Parenting is one of the most triggering experiences for someone with rejection sensitivity dysphoria. Children push boundaries, express big emotions, and sometimes say hurtful things - all of which can feel devastating when you have RSD.

Why Parenting Triggers RSD

Children are developmentally wired to test limits and express displeasure. A toddler screaming "I hate you!" or a teenager rolling their eyes are normal parts of development. But with RSD, these moments feel like genuine rejection.

Common triggers:

Your child preferring your partner
Tantrums directed at you
Teenagers pulling away
"I don't love you" or "You're mean"
Feeling compared to other parents
Your child's struggles feeling like your failure

The RSD Parent's Dilemma

Response A: Shutdown

You withdraw emotionally, making your child feel abandoned

Response B: React

You become defensive, escalating the conflict

Neither helps. Understanding this pattern is the first step to breaking it.

The Key Insight

Your child's behaviour is almost never about rejecting you as a person.

Developmental stage
Toddlers tantrum, teens push away
Emotional state
Hungry, tired, overwhelmed
Need for autonomy
Testing independence
Limited regulation
Still learning to manage emotions
Testing boundaries
Understanding how the world works
Feeling safe
You're their safe person to unload on

Strategies for RSD Parents

1

Create a Pause Protocol

When you feel the RSD surge, you need a pre-planned response:

Take three deep breaths before responding
Say "I need a moment" and step away
Use a physical grounding object
Code word with partner for backup
2

Prepare for Predictable Triggers

Many parenting triggers are predictable: bedtime battles, homework struggles, morning routines.

Remind yourself before: "This might be hard. It's not about me."
Have your coping strategy ready before the situation starts
Lower expectations during difficult transitions
3

Build in Recovery Time

Parenting with RSD is exhausting. You need time to recover from triggering moments.

Tag-team with your partner
Take small breaks throughout the day
Don't expect instant bounce-back
Practice self-compassion after hard moments
4

Reframe the Narrative

Your RSD hears:

"You're a terrible parent and I don't love you."

Reframe it as:

"My child feels safe enough to express big feelings to me."

What to Tell Yourself

My child's behaviour is not a referendum on my worth as a parent.

_MATERIAL SUPPLIED_.
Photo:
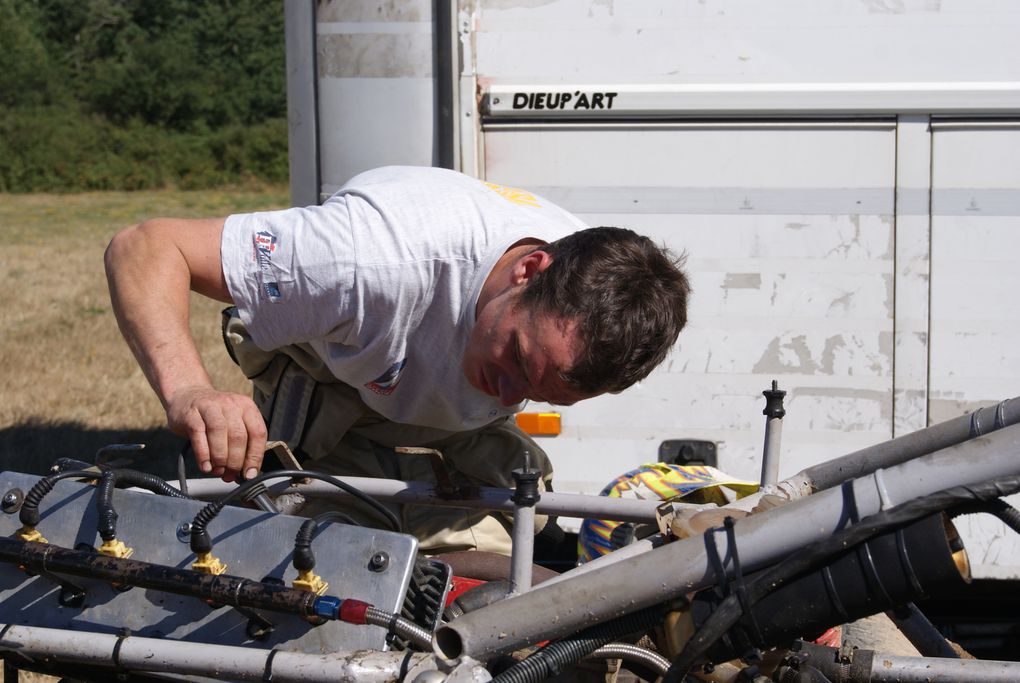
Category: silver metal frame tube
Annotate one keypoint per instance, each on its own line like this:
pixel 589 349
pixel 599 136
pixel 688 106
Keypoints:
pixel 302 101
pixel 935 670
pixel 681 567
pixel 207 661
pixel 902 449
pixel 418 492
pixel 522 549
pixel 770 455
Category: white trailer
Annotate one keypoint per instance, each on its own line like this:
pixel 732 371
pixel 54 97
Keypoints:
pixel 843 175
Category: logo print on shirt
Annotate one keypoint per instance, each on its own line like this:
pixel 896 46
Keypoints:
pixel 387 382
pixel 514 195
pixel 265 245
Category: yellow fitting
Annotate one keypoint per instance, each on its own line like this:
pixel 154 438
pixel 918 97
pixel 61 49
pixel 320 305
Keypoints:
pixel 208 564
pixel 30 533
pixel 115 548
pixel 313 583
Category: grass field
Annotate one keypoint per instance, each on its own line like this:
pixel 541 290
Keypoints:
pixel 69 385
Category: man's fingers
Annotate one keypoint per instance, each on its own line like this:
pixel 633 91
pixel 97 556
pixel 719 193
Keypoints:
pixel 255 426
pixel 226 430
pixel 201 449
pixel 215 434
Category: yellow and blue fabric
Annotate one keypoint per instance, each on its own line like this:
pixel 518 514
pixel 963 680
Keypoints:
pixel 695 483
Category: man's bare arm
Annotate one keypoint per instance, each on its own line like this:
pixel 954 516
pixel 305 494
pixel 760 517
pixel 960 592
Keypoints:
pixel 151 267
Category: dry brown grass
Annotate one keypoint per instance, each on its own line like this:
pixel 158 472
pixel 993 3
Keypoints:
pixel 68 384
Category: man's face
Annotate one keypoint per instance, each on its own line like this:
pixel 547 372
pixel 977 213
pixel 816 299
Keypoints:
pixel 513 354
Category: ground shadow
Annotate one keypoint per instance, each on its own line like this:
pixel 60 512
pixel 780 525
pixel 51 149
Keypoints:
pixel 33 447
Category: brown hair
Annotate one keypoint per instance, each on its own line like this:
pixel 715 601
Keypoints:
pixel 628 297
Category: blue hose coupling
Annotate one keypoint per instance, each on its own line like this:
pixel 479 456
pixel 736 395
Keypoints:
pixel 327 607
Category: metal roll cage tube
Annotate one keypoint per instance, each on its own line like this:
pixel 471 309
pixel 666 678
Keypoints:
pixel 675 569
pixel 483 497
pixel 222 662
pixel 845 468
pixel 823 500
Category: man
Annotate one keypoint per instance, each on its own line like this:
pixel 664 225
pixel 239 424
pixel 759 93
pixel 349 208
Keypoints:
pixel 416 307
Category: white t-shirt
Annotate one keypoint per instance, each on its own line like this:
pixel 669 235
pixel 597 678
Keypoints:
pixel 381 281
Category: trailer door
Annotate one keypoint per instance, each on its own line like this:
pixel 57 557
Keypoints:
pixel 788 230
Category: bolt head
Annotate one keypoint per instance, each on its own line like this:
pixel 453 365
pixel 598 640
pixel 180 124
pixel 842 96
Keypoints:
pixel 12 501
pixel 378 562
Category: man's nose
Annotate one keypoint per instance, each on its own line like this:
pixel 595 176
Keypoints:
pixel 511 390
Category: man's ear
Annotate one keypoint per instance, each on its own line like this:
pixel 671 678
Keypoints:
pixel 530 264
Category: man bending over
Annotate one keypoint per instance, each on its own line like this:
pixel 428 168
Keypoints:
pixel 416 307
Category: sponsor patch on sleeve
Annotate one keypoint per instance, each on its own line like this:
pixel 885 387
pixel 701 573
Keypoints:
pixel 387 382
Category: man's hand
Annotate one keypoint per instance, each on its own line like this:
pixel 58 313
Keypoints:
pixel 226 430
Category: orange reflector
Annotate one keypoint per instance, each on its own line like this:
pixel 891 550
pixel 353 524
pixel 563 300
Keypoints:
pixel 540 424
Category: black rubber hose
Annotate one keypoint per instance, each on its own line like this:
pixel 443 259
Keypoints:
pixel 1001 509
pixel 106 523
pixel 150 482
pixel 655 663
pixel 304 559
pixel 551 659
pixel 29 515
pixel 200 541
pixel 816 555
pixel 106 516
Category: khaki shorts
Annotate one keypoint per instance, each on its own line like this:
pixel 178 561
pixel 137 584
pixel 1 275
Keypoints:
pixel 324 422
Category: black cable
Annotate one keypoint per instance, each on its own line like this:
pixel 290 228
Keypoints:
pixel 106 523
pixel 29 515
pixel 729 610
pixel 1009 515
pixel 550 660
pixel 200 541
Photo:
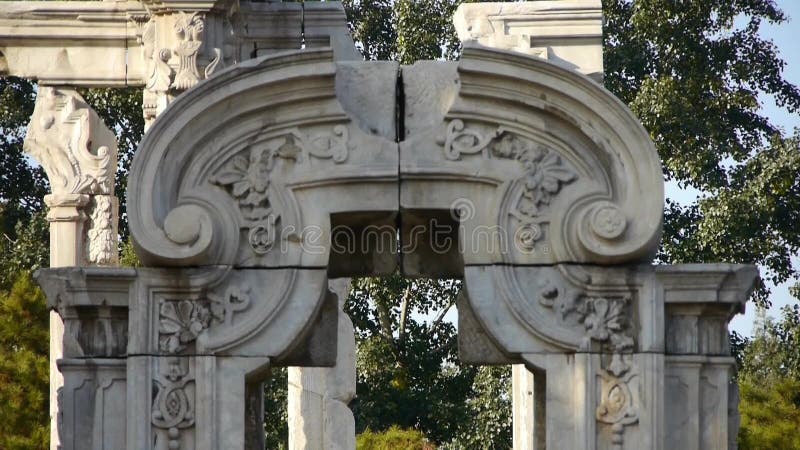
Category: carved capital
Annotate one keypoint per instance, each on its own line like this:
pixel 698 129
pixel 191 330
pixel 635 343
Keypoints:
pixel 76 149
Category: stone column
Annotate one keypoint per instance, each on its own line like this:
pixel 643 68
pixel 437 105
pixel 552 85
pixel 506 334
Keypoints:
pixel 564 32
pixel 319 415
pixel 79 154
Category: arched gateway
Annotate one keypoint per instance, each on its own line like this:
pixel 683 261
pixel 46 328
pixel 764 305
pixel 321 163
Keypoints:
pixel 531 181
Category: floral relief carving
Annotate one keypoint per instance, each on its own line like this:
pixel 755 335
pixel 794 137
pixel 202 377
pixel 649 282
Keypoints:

_YOUR INSTRUCTIONS_. Reproduce everything in the parenting and rejection sensitivity text above from "Many parenting triggers" down to "from triggering moments.".

_EXPECTED ANSWER_.
Many parenting triggers are predictable: bedtime battles, homework struggles, morning routines.

Remind yourself before: "This might be hard. It's not about me."
Have your coping strategy ready before the situation starts
Lower expectations during difficult transitions
3

Build in Recovery Time

Parenting with RSD is exhausting. You need time to recover from triggering moments.